▶ _Directions_
Resize the records from the line with "Each matching instance of the stack" up to and including the last line of the records, and give back only those lines, requests included. Multiply every coordinate in the answers by 2.55 and round each result to a whole number, with halves rounded up.

[Coordinate annotation records]
########################################

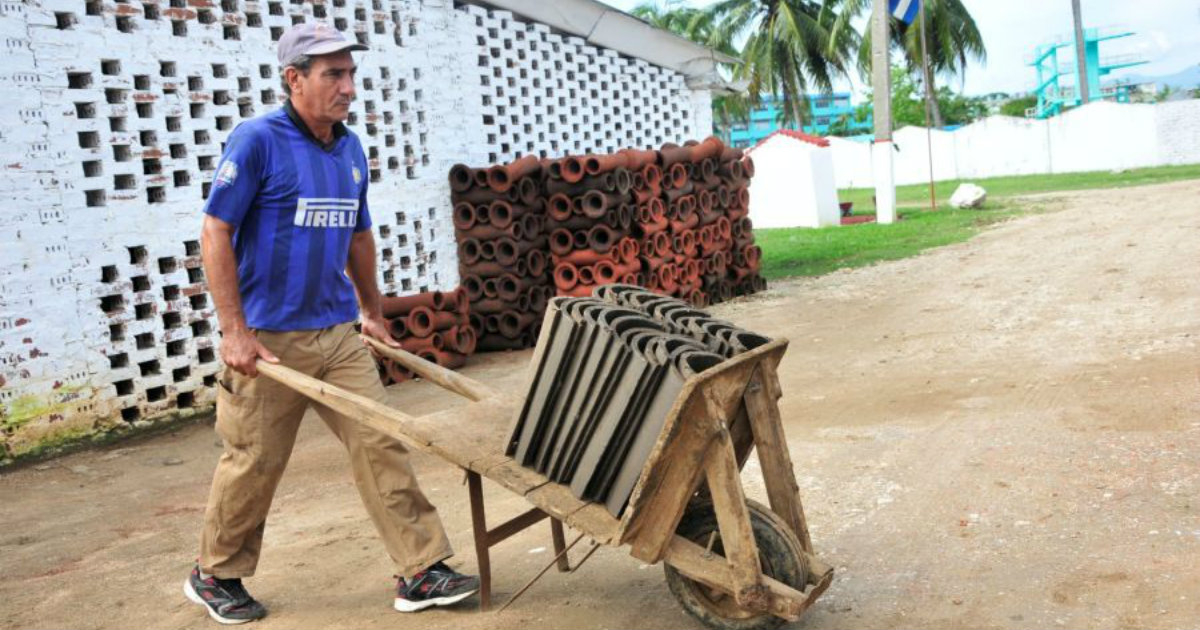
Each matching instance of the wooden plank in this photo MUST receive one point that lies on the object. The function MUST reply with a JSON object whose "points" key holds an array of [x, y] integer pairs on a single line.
{"points": [[371, 413], [713, 571], [673, 469], [433, 372], [778, 474], [733, 521]]}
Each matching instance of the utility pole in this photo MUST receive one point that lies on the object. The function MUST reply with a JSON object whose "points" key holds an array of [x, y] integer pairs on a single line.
{"points": [[881, 83], [1080, 54]]}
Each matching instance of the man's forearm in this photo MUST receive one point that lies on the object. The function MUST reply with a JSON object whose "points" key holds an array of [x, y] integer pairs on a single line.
{"points": [[363, 273], [221, 270]]}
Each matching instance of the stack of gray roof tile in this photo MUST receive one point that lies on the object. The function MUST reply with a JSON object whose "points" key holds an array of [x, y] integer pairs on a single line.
{"points": [[611, 369]]}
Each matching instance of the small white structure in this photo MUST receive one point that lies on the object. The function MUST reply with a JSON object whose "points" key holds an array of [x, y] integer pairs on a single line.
{"points": [[793, 184]]}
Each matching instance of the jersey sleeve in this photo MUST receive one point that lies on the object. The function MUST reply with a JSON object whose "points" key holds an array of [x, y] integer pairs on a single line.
{"points": [[238, 177], [364, 221]]}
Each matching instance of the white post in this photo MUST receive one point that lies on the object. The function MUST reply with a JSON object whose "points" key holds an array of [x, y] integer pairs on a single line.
{"points": [[881, 150]]}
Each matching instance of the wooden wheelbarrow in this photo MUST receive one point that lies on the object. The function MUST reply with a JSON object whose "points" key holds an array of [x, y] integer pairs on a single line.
{"points": [[731, 563]]}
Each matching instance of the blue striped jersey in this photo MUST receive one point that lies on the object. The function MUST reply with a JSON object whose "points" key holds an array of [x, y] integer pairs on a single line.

########################################

▶ _Written solution_
Each matching instance of the stack of gray roof tile in this photo MUST receive one point that lies on the object. The function MUST reply with a JSON object whose "points" key holds an array of [x, y] integer pairs on a single line.
{"points": [[1558, 941]]}
Each matching instance of the small white structure in this photo MUST receive one point that lies on the object. The function MUST reply with a JSON object whose "points" key holds an array of [x, y] integer pairs on a single line.
{"points": [[2022, 469]]}
Each matching instance of the jersey sleeve in this photo MUST receive one point that lies on the object. The function MUST reply with a JSON object whose "points" key holds an array of [x, y] integer pairs on a single line.
{"points": [[607, 451], [928, 564]]}
Each matching instance of the white post in this photo MUST receive one point that lies on the object. The function MUST reply with a JSON object whose "points" key holds an array of [x, y] integer pairs on a single line.
{"points": [[2247, 383]]}
Each matching instance of the wooden wheelbarrow in this photo MUST receive one point that lies on the object. The function MUST reply with a JSON object whose "points" key holds an array of [x, y] integer pairs on a single line.
{"points": [[1864, 1436]]}
Each matching instance of the blue striped jersey in this photo MUST receive one point that lies on the object. The function MUST reply with a JSON object whose "points" key holds an array of [x, y] integer pairs on a single line.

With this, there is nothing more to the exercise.